Without doubt Turkey is the first power to recognize the vital interest which free navigation through the Straits has for the riverain countries of the Black Sea. This is, moreover, the reason why she has without difficulty consented to be represented at a conference of revision. But she can not fail to recognize the interest which the other Powers also have in an equitable regulation of the same problem. Turkey has a clear consciousness of her status as a Power of the Black Sea. But she cannot forget that she is also a Mediterranean country. Charged by a particularly delicate geographic stituation, with assuring the liaison between two worlds separated by the restricted space of the Straits, she is conscious of the obligation which this situation imposes on her with respect to the two seas which bathe her. The Turkish Government can therefore not consider the question of the Black Sea and of the Straits as a problem interesting the riverain Powers of this sea alone.
2. The Turkish Government agrees with the Government of the USSR that the Montreux Convention, going still further than the Lausanne Convention concerning the regime of the Straits, has established for the benefit of the riverain states of the Black Sea a sharply defined system of preference. It is equally clear that in adopting as a basis of discussion at the international conference foreseen for the revision of the Montreux Convention, the three principles suggested by the Government of the United States of America, and taken up again later by the Soviet Government, the Turkish, British and American Governments in a spirit of conciliation have consented to take into consideration the possibilities of giving greater satisfaction to the Soviet desiderata. It seems to the Turkish Government that, in these conditions, the argument advanced in the Soviet Note serves rather to emphasize the complete good will with which the requests of the USSR have been received by the Governments principally interested in the revision of the regime of the Straits; but it in no way removes the right and the interest which the same Powers as well as the other signatories of the Montreux Convention can have in seeing the procedure of revision begin and end under the happiest auspices, in the interest naturally not only of the Black Sea Powers, destined to derive a considerable profit from the new concessions foreseen [Page 887] in their favor, but also of all the States entitled to make their voices heard and to defend their interests in the course of the important meetings in prospect.

# Records:
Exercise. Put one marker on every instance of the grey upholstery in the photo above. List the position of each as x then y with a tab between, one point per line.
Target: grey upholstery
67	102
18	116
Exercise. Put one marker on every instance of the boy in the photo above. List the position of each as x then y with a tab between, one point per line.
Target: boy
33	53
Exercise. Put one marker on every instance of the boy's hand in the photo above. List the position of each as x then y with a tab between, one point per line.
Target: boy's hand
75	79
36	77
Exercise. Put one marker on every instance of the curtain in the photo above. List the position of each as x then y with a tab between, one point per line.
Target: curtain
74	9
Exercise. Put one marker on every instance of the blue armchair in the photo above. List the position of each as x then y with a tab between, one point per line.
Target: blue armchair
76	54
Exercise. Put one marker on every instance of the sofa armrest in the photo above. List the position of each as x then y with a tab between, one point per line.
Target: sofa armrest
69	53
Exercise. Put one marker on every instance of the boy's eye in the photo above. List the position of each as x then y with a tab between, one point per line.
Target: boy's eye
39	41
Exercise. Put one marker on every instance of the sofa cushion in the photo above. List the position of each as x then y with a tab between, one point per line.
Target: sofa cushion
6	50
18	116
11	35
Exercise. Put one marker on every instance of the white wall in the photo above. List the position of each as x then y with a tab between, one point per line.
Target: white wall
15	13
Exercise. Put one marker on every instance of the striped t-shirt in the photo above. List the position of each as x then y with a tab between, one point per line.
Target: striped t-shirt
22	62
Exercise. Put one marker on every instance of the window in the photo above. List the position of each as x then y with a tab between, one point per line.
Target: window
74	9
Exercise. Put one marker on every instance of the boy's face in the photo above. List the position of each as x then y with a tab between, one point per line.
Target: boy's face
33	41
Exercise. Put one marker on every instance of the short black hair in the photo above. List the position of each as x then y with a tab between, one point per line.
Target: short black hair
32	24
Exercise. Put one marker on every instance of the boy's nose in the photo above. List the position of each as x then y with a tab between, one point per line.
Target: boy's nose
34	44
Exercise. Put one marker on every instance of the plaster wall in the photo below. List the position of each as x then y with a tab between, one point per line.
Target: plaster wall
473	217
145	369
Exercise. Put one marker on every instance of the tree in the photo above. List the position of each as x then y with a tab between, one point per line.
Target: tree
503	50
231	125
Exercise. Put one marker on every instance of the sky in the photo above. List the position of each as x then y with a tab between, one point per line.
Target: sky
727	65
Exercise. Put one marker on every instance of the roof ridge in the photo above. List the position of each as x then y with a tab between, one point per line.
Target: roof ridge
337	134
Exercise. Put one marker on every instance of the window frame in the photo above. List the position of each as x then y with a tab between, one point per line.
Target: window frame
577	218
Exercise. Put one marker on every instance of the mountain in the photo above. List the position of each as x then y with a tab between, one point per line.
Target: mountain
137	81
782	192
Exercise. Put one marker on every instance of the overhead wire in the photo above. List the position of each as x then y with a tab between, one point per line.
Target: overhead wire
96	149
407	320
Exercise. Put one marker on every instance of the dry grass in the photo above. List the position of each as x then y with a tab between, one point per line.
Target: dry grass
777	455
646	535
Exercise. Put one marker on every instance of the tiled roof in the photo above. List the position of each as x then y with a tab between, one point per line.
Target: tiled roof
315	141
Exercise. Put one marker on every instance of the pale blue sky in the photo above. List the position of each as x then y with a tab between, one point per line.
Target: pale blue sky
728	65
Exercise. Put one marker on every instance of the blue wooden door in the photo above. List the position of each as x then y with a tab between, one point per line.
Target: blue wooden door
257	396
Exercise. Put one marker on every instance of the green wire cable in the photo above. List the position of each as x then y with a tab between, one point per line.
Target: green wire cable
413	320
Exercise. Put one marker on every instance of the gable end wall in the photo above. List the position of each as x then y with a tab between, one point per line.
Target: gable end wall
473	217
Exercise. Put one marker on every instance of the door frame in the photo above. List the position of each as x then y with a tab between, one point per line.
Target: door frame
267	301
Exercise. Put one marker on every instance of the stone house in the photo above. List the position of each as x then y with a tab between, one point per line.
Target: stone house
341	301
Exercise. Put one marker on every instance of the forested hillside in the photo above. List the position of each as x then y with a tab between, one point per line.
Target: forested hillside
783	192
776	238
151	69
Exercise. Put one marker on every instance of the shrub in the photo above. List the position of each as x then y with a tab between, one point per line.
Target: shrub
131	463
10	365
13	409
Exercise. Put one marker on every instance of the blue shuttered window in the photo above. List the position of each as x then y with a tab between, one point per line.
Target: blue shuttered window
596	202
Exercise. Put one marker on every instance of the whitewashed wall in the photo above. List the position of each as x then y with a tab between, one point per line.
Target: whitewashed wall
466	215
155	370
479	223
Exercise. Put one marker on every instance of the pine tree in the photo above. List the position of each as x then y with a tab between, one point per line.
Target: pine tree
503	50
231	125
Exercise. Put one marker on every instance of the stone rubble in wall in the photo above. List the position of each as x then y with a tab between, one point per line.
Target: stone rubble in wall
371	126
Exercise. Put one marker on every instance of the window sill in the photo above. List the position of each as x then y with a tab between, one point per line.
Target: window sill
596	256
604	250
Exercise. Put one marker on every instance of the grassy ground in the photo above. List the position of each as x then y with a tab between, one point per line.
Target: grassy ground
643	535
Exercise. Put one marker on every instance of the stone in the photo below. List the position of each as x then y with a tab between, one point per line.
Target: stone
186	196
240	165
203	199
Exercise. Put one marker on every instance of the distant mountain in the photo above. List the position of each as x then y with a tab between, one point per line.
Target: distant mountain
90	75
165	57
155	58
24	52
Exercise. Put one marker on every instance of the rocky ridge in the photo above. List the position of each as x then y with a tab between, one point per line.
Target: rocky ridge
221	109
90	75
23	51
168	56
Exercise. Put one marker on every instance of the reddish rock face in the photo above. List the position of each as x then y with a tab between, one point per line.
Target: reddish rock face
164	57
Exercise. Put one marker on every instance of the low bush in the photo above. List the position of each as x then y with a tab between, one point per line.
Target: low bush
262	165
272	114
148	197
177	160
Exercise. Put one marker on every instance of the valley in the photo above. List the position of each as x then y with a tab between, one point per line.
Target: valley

# Instructions to follow:
Shorten the paragraph beginning "Without doubt Turkey is the first power" in the excerpt on the Straits, keeping its main facts. The lines have nothing to do with the excerpt on the Straits.

# Complete response:
Turkey recognizes, before any other power, how vital free passage through the Straits is for the countries along the Black Sea, which is why it readily agreed to attend a revision conference. It also accepts that other Powers have an interest in a fair settlement. Turkey is a Black Sea Power but also a Mediterranean country, and its position linking two worlds across the narrow Straits gives it duties toward both seas. The Turkish Government therefore cannot treat the Black Sea and the Straits as a matter for the Black Sea Powers alone.